→ STORED RECORDS:

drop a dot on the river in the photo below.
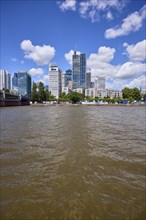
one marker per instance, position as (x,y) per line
(73,163)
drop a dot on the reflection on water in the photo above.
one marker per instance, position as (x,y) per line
(73,163)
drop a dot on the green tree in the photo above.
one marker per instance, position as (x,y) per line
(96,99)
(127,93)
(41,93)
(34,94)
(136,94)
(89,99)
(47,95)
(75,97)
(131,93)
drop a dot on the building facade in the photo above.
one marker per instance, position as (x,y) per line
(21,83)
(88,80)
(68,77)
(99,83)
(92,92)
(55,86)
(5,80)
(78,70)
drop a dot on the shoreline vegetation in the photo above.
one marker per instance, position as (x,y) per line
(84,105)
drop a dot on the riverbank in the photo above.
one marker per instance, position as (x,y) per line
(86,105)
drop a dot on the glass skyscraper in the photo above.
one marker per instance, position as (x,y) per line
(21,82)
(79,70)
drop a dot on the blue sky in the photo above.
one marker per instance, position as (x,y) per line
(111,32)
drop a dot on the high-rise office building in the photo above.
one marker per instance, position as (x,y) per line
(79,70)
(68,77)
(55,80)
(21,82)
(99,83)
(88,80)
(5,80)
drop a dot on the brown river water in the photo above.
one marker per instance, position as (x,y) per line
(73,163)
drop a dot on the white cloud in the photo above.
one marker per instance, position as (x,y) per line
(68,56)
(36,72)
(130,70)
(67,5)
(100,65)
(138,82)
(91,8)
(131,23)
(136,52)
(44,79)
(109,16)
(99,62)
(41,55)
(14,59)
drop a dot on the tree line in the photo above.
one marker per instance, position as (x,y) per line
(40,94)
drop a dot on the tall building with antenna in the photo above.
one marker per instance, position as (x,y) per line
(78,70)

→ WHAT NEEDS TO BE DONE:
Reproduce the material above verbatim; omit every picture.

→ CORRECT RESPONSE:
drop a dot on the river in the photo below.
one marker per instance, position as (x,y) per line
(73,163)
drop a dot on the reflection on water in the photo above.
one marker per instance, position as (x,y) per line
(73,163)
drop a dot on the green tree in the photo above.
one marker per instance, position as (x,y) per line
(96,99)
(127,93)
(41,93)
(34,94)
(136,94)
(89,99)
(47,95)
(75,97)
(131,93)
drop a dot on the building facade in the photo above.
one marker per instance, position as (x,y) per line
(21,83)
(88,80)
(68,77)
(99,83)
(92,92)
(55,86)
(5,80)
(78,70)
drop a dot on the shoreline vegetation in the photo above.
one marker per instance, position as (x,y) per line
(84,105)
drop a dot on the riverbank in the photo above.
one marker per instance, position as (x,y) per line
(86,105)
drop a dot on the glass skyscraper in the photo above.
one marker per instance, position as (x,y) per line
(21,82)
(79,70)
drop a dot on the blue sky in the photo above.
one marker per instance, position as (x,y) per line
(111,32)
drop a dot on the high-rise office building in the photo above.
one marker per instance, position as (x,y) per line
(79,70)
(68,77)
(55,80)
(21,82)
(99,83)
(88,80)
(5,80)
drop a dot on the brown river water in the photo above.
one marker per instance, position as (x,y) per line
(73,163)
drop a dot on the white cloud in the photo above.
one marker per instance, position as (x,y) per line
(68,56)
(36,72)
(130,70)
(67,5)
(100,65)
(138,82)
(91,8)
(131,23)
(136,52)
(44,79)
(109,16)
(99,62)
(41,55)
(14,59)
drop a dot on the tree line in the photo above.
one marker per instance, position as (x,y) per line
(40,94)
drop a dot on the tall building with antenna in the photo above.
one marker per instance, position as (x,y) per line
(78,70)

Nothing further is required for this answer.